■ **Exercise directions**
An exact repetition of every entry, with no images, is the required answer.

■ **Study material**

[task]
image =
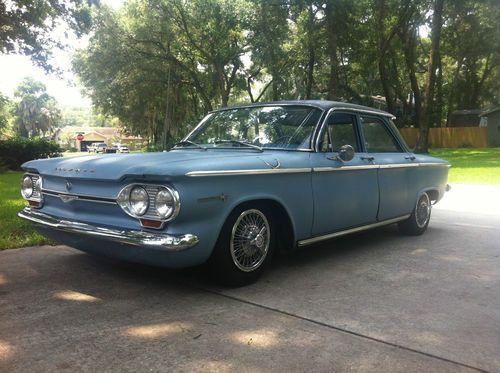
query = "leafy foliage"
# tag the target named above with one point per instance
(15, 151)
(27, 25)
(36, 112)
(159, 65)
(5, 108)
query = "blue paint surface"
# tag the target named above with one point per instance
(317, 203)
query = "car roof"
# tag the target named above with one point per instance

■ **Result for this exercise**
[task]
image =
query = "leafy foliage"
# tag the target named above with one point per instance
(15, 151)
(27, 25)
(36, 112)
(159, 65)
(5, 108)
query = "blue paint surface"
# tag the target named above with one point per instance
(317, 203)
query = "car roof"
# tag the target named above with one point per instance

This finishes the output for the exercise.